(Location identification items)
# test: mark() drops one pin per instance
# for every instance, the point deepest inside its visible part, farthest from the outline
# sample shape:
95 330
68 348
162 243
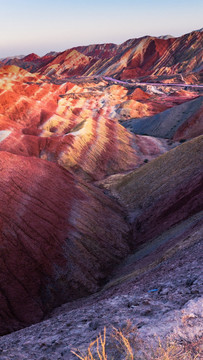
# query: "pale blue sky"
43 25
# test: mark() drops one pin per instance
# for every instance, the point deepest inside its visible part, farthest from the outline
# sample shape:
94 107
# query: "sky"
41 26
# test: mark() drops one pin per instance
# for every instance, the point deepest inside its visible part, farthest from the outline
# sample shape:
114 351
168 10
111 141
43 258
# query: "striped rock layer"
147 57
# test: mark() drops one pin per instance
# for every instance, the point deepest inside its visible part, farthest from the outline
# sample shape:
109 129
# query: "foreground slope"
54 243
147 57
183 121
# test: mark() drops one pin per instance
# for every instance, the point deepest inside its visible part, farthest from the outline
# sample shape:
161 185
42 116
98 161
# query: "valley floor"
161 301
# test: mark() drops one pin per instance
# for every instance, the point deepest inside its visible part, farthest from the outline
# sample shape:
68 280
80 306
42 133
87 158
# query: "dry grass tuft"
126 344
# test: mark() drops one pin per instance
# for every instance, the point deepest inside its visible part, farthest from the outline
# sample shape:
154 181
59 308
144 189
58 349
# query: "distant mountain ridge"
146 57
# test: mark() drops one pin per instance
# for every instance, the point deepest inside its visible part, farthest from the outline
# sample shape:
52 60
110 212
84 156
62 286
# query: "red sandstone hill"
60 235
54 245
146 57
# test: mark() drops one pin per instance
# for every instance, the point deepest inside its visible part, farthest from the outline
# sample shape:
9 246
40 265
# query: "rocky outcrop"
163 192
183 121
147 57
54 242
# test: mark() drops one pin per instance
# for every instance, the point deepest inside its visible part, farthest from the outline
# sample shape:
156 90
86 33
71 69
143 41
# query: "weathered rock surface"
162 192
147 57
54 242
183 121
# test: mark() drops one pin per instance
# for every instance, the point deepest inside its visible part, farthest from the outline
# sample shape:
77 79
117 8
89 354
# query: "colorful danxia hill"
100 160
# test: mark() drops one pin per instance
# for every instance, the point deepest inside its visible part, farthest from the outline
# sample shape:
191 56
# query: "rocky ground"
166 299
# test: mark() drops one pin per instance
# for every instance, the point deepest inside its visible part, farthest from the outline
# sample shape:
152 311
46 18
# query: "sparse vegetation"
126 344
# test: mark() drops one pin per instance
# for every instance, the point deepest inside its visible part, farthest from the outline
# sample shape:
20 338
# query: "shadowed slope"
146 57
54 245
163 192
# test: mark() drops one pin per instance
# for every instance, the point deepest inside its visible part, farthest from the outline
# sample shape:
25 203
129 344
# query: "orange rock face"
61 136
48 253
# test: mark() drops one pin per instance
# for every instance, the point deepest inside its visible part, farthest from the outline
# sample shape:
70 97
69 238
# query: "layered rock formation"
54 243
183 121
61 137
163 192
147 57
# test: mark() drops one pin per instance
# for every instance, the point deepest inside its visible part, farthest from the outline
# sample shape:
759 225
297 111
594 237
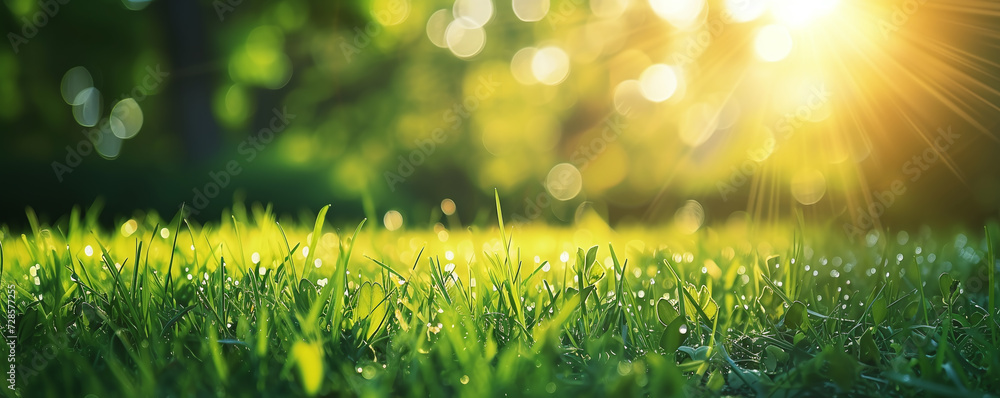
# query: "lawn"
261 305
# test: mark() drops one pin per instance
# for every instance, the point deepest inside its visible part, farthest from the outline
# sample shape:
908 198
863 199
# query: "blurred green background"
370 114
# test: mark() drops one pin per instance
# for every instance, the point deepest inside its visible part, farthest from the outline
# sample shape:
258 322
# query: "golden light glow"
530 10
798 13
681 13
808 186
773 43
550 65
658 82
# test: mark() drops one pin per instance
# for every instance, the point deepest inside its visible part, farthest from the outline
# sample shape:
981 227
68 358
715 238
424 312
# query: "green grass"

§ **Stated problem**: Filter the rows above, keeping only the lines that contain the string "hill". Copy each one in full.

§ **Exercise answer**:
# query: "red sandstone hill"
# query: "colorful danxia hill"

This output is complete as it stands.